Requirement
Go through the entries, filter for the word "cord", and copy every line that has it.

'''

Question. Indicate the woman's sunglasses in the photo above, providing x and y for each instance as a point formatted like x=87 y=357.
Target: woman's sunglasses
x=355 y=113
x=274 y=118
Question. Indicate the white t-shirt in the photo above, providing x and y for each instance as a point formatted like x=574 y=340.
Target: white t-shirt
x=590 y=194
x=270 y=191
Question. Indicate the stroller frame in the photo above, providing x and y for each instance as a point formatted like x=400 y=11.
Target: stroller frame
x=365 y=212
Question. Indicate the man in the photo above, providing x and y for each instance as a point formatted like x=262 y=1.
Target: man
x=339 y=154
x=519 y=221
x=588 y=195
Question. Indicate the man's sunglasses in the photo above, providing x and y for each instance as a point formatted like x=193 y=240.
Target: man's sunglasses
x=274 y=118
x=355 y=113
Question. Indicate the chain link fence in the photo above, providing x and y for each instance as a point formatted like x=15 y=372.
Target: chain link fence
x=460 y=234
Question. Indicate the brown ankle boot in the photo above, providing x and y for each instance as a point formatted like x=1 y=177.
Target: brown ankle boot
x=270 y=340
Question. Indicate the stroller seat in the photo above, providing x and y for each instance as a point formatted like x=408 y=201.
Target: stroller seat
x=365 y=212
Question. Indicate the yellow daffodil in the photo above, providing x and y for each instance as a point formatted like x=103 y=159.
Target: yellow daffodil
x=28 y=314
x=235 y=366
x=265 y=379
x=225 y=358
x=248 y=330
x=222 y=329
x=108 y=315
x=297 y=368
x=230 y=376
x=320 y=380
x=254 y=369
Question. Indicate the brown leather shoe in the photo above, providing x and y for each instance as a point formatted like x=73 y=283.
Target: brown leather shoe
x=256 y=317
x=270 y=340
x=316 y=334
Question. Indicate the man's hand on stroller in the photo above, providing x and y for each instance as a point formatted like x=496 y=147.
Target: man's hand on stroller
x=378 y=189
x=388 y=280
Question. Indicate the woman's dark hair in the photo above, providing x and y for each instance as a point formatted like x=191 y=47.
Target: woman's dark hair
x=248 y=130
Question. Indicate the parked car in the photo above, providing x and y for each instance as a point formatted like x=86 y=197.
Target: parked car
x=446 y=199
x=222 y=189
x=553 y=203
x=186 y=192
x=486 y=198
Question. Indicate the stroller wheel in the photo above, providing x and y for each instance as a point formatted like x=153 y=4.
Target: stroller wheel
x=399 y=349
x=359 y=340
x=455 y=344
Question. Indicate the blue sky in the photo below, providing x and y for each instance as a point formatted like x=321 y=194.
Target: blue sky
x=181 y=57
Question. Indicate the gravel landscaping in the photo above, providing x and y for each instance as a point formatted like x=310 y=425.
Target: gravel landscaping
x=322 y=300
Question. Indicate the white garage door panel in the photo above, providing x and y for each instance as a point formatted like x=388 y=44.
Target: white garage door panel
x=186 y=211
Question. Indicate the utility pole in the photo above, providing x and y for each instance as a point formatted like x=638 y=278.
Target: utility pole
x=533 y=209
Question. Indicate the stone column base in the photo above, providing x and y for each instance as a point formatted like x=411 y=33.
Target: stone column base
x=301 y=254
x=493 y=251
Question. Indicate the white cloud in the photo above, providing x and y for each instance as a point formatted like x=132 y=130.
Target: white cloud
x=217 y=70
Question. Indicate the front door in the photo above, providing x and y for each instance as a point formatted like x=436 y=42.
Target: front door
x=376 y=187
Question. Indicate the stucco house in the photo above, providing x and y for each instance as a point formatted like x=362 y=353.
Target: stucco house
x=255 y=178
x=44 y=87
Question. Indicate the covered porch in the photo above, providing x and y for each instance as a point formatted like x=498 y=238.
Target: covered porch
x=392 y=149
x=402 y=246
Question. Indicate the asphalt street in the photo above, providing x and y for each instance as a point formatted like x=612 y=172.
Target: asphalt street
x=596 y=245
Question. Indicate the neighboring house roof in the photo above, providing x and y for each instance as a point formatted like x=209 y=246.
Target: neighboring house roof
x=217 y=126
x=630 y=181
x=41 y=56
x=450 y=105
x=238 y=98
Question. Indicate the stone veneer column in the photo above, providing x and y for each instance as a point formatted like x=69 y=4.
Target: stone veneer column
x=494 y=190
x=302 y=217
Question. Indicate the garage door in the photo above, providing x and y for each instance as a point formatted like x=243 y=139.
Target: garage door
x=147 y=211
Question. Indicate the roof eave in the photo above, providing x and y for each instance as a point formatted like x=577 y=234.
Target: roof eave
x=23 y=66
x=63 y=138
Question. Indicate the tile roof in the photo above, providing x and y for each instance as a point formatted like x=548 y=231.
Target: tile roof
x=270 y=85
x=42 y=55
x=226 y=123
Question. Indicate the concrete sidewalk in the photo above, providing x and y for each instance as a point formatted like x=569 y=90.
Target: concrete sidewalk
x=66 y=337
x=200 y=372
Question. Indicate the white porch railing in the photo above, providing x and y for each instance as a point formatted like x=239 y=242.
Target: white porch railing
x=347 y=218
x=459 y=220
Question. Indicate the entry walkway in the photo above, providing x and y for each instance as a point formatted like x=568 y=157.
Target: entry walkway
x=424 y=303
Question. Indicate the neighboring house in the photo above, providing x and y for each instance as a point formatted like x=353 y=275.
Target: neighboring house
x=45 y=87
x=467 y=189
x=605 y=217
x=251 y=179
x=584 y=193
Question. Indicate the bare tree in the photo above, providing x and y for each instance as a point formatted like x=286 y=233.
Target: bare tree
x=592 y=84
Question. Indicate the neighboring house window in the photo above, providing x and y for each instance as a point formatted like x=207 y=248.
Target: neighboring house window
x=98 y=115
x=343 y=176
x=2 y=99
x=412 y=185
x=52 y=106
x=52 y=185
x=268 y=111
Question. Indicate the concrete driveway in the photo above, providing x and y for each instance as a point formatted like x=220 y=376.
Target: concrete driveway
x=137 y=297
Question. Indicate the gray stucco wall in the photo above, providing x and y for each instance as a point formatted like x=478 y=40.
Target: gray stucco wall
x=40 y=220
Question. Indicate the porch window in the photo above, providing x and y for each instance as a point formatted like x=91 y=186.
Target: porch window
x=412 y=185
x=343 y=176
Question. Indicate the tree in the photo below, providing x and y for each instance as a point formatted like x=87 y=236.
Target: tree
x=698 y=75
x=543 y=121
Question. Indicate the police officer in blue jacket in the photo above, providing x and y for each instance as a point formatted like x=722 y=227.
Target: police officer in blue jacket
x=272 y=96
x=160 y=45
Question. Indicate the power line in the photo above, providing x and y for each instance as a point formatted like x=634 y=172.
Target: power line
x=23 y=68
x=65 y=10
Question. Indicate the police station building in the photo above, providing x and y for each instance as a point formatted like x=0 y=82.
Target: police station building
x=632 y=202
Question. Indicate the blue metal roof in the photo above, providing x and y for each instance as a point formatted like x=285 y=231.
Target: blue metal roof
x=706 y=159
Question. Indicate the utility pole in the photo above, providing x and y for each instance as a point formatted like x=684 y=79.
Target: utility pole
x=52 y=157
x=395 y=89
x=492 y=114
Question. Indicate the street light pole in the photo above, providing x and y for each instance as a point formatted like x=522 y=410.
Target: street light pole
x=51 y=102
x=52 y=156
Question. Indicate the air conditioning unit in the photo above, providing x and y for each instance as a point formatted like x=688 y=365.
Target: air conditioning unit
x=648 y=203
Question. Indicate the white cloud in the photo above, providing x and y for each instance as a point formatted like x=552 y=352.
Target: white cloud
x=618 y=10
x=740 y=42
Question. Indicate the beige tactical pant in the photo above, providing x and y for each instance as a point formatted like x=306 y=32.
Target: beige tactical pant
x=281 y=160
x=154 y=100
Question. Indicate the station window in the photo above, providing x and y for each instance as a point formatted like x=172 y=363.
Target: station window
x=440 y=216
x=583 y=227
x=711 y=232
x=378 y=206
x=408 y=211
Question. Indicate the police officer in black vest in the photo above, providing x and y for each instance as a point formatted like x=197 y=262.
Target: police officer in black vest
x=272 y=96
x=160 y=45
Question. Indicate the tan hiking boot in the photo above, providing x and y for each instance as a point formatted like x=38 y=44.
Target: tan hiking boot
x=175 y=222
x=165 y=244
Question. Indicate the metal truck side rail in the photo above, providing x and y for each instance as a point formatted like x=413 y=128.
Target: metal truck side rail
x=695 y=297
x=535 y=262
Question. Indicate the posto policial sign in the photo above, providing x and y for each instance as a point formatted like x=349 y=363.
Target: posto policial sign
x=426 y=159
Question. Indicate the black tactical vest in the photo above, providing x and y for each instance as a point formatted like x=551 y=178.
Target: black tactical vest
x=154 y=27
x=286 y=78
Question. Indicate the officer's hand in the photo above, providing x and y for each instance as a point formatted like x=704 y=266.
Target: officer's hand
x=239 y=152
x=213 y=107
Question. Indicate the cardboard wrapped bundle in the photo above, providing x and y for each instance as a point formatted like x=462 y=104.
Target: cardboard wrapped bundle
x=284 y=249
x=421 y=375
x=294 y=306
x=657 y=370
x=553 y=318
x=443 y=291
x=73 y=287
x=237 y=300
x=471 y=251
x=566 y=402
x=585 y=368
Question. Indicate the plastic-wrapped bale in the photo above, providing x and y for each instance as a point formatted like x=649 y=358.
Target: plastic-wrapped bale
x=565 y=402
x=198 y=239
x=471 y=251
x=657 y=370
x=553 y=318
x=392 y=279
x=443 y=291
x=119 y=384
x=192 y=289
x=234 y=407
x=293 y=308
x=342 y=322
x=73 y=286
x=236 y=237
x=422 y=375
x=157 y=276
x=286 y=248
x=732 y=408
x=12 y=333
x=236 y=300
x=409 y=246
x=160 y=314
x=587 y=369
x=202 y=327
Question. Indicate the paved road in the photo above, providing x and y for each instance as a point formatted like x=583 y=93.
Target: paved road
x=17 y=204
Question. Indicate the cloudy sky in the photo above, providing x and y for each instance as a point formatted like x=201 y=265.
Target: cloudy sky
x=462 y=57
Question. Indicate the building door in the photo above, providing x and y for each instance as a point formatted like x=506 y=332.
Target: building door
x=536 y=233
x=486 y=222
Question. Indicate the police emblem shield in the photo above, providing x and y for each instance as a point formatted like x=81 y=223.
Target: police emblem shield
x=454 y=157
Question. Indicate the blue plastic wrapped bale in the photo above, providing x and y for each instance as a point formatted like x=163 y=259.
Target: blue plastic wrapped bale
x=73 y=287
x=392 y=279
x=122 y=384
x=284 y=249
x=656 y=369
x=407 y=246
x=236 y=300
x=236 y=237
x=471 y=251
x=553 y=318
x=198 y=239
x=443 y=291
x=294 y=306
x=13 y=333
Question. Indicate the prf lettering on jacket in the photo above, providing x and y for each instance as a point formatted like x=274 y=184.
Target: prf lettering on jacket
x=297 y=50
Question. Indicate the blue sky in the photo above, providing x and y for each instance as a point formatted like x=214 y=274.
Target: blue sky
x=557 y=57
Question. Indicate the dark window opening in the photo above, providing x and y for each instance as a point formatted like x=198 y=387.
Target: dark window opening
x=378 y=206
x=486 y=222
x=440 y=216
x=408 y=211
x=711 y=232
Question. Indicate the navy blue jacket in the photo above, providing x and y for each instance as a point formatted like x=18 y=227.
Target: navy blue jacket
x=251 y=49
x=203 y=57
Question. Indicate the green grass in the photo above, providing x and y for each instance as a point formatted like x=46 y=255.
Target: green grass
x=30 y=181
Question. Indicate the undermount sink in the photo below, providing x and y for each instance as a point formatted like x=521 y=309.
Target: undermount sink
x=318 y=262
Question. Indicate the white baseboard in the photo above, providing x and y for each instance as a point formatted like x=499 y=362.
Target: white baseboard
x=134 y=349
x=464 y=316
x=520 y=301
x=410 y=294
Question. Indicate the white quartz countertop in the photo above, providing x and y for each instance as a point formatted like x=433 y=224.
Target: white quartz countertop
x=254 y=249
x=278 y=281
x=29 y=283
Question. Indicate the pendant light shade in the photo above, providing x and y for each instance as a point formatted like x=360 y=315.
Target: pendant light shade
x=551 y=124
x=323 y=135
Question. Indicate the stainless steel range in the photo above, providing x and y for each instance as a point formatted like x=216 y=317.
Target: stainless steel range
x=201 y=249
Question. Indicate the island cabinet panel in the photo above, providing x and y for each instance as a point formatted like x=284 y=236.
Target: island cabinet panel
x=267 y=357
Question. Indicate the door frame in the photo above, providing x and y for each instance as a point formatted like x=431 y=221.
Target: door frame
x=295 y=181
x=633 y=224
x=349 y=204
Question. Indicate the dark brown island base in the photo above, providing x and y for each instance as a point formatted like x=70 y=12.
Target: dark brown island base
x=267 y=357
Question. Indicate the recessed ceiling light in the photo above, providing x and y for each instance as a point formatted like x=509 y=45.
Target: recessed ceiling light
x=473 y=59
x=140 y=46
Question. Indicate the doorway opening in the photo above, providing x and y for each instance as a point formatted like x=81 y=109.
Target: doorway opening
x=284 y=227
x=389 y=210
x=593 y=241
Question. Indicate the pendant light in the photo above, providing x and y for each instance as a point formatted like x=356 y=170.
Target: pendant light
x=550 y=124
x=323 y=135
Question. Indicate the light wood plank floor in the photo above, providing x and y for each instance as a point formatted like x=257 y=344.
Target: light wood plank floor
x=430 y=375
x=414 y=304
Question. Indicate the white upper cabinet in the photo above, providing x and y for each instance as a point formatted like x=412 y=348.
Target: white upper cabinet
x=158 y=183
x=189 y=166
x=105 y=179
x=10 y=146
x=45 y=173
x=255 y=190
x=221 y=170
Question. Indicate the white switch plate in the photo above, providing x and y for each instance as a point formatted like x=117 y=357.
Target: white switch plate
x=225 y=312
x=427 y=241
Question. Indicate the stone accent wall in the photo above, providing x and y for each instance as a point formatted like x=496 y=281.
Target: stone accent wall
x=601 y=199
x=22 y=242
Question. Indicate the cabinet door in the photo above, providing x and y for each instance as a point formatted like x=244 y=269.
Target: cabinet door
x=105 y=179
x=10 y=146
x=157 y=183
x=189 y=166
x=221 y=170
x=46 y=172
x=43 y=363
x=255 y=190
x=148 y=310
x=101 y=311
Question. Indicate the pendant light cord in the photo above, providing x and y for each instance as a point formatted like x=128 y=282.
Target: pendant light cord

'''

Task response
Question. Indicate the pendant light cord in the photo above, providing x and y for each instance as a point formatted like x=128 y=282.
Target: pendant light cord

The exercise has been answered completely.